▶ _Excerpted text_
Nothing ventured nothing gained. Have done so many times. Pogie slime on the front deck in pitching seas after throwing a castnet was the last time, sharks everywhere and I don't think I even got wet. One of the many reasons I prefer fly/artificial to bait but alas, I have failed as a parent as my boys are baiters. Still time to save them and I'm trying hard.....


----------



## Lowtidelowlife (Aug 19, 2014)

Docklight fishing with a bud. Boat was coming a little too close to dock from a fast idle and the light was already burned. Pushed off the dock to protect a 40 year old gelcoat job that was hardly worth protecting. Angle of the dangle put me in the ICW and made for a good laugh.


----------



## hipshot (Sep 29, 2018)

More than once.

I think I was nine; we were stateside on furlough (we were living in Indonesia then) and had gone up to my uncle’s camp in the Adirondacks. I had commandeered one of his fly rods and was out in a rowboat maybe 100 yards from the dock, trying to stick a fish. Mom came out on the dock and hollered that dinner was ready. I just turned around toward her and stepped right out of the boat.

A few years back at East Matty I hung a fly on some grass near the anchored skiff. I was leaning too far out trying to shake it loose without pulling the anchor, and took a header. Fortunately, only birds and fish witnessed it.

I’ve fallen out of my kayaks twice, both times I lost my balance while sitting down after standing to look for fish.

Once, not from a boat; I was on the end of a seawall casting at a school of jacks busting mullet. I was reeling in a cast and the school came up further down the canal. I just turned and ran right off the end of the seawall.

Got knocked out of my bass boat twice while fishing stumpfields on windy days. Both times my last thought before I hit the water was “Hope there’s no trotlines here”.


----------



## Outearly (Oct 20, 2015)

Slid off a buddy’s platform into the drink. Climbed back in, cold, wet, embarrassed.

▶ _Extracted entries_
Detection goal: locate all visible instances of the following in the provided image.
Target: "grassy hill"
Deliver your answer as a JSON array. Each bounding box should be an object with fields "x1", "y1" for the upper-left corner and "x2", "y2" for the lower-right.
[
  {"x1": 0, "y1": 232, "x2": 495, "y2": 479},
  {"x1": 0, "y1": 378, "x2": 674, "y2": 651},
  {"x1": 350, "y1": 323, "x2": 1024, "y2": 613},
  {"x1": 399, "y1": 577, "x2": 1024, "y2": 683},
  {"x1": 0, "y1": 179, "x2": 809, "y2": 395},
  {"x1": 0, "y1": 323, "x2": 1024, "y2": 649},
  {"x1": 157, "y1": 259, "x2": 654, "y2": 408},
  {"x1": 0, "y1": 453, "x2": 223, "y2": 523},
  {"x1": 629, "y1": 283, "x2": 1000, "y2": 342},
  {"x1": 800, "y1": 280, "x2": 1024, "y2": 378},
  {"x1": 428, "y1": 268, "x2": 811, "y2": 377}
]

▶ _The tasks_
[1] In the forum thread about falling overboard while fishing, which country was the poster living in when the family went up to the uncle's camp in the Adirondacks?
[2] Carry on the forum thread about falling overboard while fishing, picking up right after its final sentence.

▶ _Answers by task_
[1] Indonesia.

[2]
Sat down, decided to strip off a wet layer of fleece, pulled it over my head and launched my prescription Costas into the marsh. Dove in (successfully)after them. 

Sort of a twofer. Makes me cringe to think about it...


----------



## Micro Thinfisher (Jan 27, 2018)

No NEVER!


----------



## Monty (Jan 10, 2018)

I jumped out of a 12 ft. Sears Gamefisher. Day started at 7 am, picked up my buddy cliff, who was 6'2" and weighed 290 lbs. (imagine that in a small skiff). Cliff was drunk, had a big plastic cup and said "women, can't live with them cant live without them." I asked if he was OK to fish he said yes and off we drove off. Got to fishing spot, Cliff stood on front deck of the boat. Within 2 minutes, he fell, landed on the gunnel and pushed it below the water line. Water flooded in and CLiff just layed there with water gushing in. Boat was totally full of water. I jumped out to stop the back end from sinking and keep the motor up. To this day, CLiff thinks I'm the one that fell and that's what swamped the boat.


----------



## fishnpreacher (Jul 28, 2018)

I had a friend like Cliff, his name was Robert E. Lee, (seriously). Same scenario, Robert drunk, stands up to pee, and we rock and roll. Luckily, he fell in before he swamped the boat. We were in about 5ft deep water, so we went to the nearest bank for him to get back in the boat. He was ready to go back to the truck after that. I took my time and fished all the way back. Robert never went fishing with me again, accused me of trying to drown him.


----------



## hipshot (Sep 29, 2018)

fishnpreacher, was that Robert E. Lee from Ducktown, Tennessee?


----------



## fishnpreacher (Jul 28, 2018)

No sir, from NorthEast Ga. 
I believe "Robert E. Lee" is a fairly common name


----------



## hipshot (Sep 29, 2018)

It is.......


----------



## BobGee (Apr 10, 2019)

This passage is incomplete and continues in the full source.